◆ PAGE EXTRACT ◆
Lead Service Line Inventory
Understanding the Lead Service Line Inventory:
What Juniper Beach Water District Customers Need to Know
Juniper Beach Water District is committed to providing you with safe and clean drinking water. As part of that commitment, we're working to comply with the Environmental Protection Agency's (EPA) Lead and Copper Rule Revisions. A key part of this rule is creating a Lead Service Line Inventory.
What is a Lead Service Line?
A service line is the pipe that brings water from the main line in the street to your home. Older service lines were sometimes made of lead, a metal that can be harmful to your health even in small amounts.
Why is Juniper Beach Water District Creating an Inventory?
The EPA requires all water systems to identify and map out where lead service lines are located. This helps us.
Understand the extent of potential lead exposure. By knowing where lead service lines are, we can better assess the risk to our customers.
Prioritize replacement efforts. The inventory helps us plan and prioritize replacing lead service lines with safer materials.
Provide information to our customers. You have a right to know what kind of service line brings water to your home.
What Does This Mean for You?
The District has been busy identifying the material of your service line. This involves checking records and documents, visually inspecting service lines and pipes. In JBWD we undertook major construction projects that has alleviated lead within it distribution system. In 2006 when a majority of the distribution lines and service lines were replaced, no materials included lead. As well during the annexing of Land's Hill into our water system, new distribution lines were installed. In 2022 when new meter registers were installed, this was an opportune time to verify that service lines connecting to the meters did not include lead components.
You have access to the inventory. EPA and the State of Washington have requirements that the LSLI be available publicly. You can find out if your home has a lead service line and learn about our plans for replacement. *During the submittal of the LSLI, JBWD did not discover any lead components within its service lines.
We'll keep you informed. However, we must caution all customers that even though a service line does not contain lead, there may be water lines and fixtures within residences that do contain lead.

◆ WHAT YOU NEED TO DO ◆
1) Using the lead service line notice, say whether each statement agrees with it: (a) A majority of the distribution lines and service lines were replaced in 2006. (b) The district found some lead components in its service lines when it submitted the inventory. (c) New meter registers were installed in 2022. Answer yes or no for each, quoting the deciding words.
2) Copy out the part of the lead service line notice starting with "What is a Lead" and going on through "water to your home.".

◆ DATA LINES ◆
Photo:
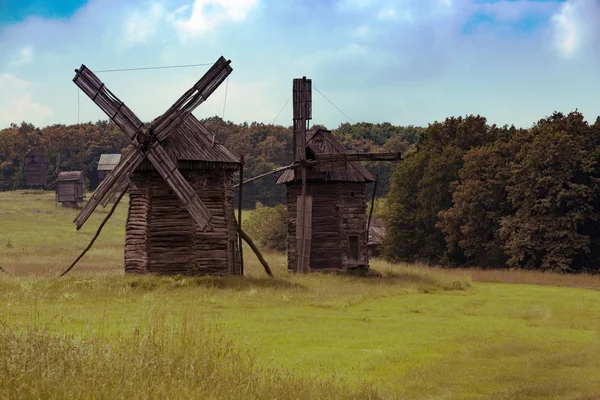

◆ PROBLEM SOLUTIONS ◆
1)
(a) Yes: "In 2006 when a majority of the distribution lines and service lines were replaced, no materials included lead."
(b) No: "During the submittal of the LSLI, JBWD did not discover any lead components within its service lines."
(c) Yes: "In 2022 when new meter registers were installed"

2)
What is a Lead Service Line?
A service line is the pipe that brings water from the main line in the street to your home. Older service lines were sometimes made of lead, a metal that can be harmful to your health even in small amounts.
Why is Juniper Beach Water District Creating an Inventory?
The EPA requires all water systems to identify and map out where lead service lines are located. This helps us.
Understand the extent of potential lead exposure. By knowing where lead service lines are, we can better assess the risk to our customers.
Prioritize replacement efforts. The inventory helps us plan and prioritize replacing lead service lines with safer materials.
Provide information to our customers. You have a right to know what kind of service line brings water to your home.